» Fragmento del texto
+ + + +

He leído muchas reseñas de este libro. Y casi todas hablan más de los reseñistas que del propio libro, lo cual me parece una maravilla: que la literatura pueda hacer así de espejo para los demás no es muy común. Fármaco no se deja describir con facilidad. Quizá porque lo que cuenta es demasiado íntimo, demasiado intransferible. ¿Cómo describir el sentimiento profundo, el dolor abismal de un monstruo que los que no hemos pasado por una depresión no alcanzamos a comprender? Como mucho podemos asomarnos a él. Tomarle las medidas. Calcular la distancia. Y cada metáfora nos acerca y nos aleja de ese temblor que nos esforzamos por imaginar porque quién sabe, a lo mejor un día nos tocará a nosotros estar ahí, llevando un muerto a cuestas, o amando a alguien que lo lleva y que necesitará que le plantemos cara al horror.
La voz de Almudena Sánchez. Qué hallazgo. Es una voz, como ella misma dice, alterada por los fármacos, los benditos fármacos que convierten el páramo desolado de un cerebro en un jardín habitable. Una voz fina que parece que se va a quebrar al final de cada frase, que se esconde en su timidez pero habla, habla alto y claro y fluido y conmovedora. Una voz que tiembla, que sonríe siempre al borde de la euforia y del llanto. Una voz alocada cuya adrenalina te lanza en un abrazo por los aires y dispara imágenes e ideas en todas direcciones. Una voz capaz de enseñar nuevas formas de percibir el mundo.

+ + + +

» Tareas
a: Copia la reseña entre "La voz de Almudena" y "percibir el mundo.", ambos incluidos, y cambia "voz" por "palabra".
b: Responde estas preguntas a partir de la reseña:
(i) ¿Cómo se llama el libro del que trata?
(ii) ¿De qué hablan casi todas las reseñas que se mencionan al principio?
(iii) ¿En qué convierten los fármacos el páramo desolado de un cerebro?
c: Sigue escribiendo la reseña sobre Fármaco a partir de su última frase.

» Datos de partida
+ + + +

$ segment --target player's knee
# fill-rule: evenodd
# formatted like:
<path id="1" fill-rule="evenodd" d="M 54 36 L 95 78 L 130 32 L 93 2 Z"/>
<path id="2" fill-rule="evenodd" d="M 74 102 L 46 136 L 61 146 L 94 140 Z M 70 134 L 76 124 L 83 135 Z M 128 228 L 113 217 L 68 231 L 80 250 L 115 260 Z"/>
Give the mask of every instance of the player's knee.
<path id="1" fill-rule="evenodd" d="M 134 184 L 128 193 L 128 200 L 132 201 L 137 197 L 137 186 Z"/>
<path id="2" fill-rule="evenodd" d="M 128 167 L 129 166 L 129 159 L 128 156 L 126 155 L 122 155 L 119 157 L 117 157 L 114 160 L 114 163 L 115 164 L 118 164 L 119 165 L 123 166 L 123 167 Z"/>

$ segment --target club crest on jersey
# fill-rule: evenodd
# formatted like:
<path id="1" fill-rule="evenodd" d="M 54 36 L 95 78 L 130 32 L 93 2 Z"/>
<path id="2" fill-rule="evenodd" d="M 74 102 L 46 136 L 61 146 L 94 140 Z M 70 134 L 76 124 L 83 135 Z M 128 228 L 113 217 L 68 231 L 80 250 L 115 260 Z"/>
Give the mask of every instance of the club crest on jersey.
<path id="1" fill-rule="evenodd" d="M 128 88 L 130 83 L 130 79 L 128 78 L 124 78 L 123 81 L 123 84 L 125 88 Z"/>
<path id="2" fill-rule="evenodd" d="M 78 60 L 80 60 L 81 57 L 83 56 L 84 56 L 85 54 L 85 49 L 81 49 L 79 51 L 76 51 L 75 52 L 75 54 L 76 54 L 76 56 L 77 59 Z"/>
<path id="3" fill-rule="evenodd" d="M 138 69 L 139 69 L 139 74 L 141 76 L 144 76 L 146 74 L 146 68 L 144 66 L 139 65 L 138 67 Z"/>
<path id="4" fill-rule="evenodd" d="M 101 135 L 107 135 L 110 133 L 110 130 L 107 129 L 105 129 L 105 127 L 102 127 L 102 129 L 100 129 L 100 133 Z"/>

+ + + +

» Respuestas
a:
La palabra de Almudena Sánchez. Qué hallazgo. Es una palabra, como ella misma dice, alterada por los fármacos, los benditos fármacos que convierten el páramo desolado de un cerebro en un jardín habitable. Una palabra fina que parece que se va a quebrar al final de cada frase, que se esconde en su timidez pero habla, habla alto y claro y fluido y conmovedora. Una palabra que tiembla, que sonríe siempre al borde de la euforia y del llanto. Una palabra alocada cuya adrenalina te lanza en un abrazo por los aires y dispara imágenes e ideas en todas direcciones. Una palabra capaz de enseñar nuevas formas de percibir el mundo.

b:
(i) Fármaco.
(ii) Más de los reseñistas que del propio libro.
(iii) En un jardín habitable.

c:
Fármaco habla de la depresión de la autora. De una mente que ya no tira y de un cuerpo que se rinde. Un cuerpo que agoniza, "incendiado y frágil", famélico, hinchado, apático, voraz. Un cuerpo hecho harapos, anestesiado, que anhela desaparecer. Zarandeado entre la vida y la nada, entre el dolor y la promesa de una pausa, un respiro un limbo. Trata de sus ganas de cuchillos. De encontrar la herida que justifique tamaño sufrimiento. La herida real, sangrante, escandalosa, la herida que uno pueda enseñar a los demás para convencerlos de que no es un bajón, un estado de ánimo, una tristeza pasajera, para que dejen de ver un raspón en la rodilla cuando lo que uno tiene es medio hueso fuera y todo astillado y los tendones hechos trizas.
Fármaco está escrito "con el corazón en la mano, con ceniza en la mano". Hay poesía y vida en cada página. Y muchas cosas (y pesadillas) que no entiendo. Es un libro "para personas tristes con sentido del humor que alguna vez han notado cómo el cerebro se les marchaba". Trata sobre la enfermedad, pero también es un libro sobre la empatía. Sobre la valentía de hacer frente a lo desconocido y tender una mano al abismo. Sobre el ejercicio tan femenino de cuidar: "reconocer los males invisibles y recogerlos con pulso calmado, las manos limpias; uno a uno".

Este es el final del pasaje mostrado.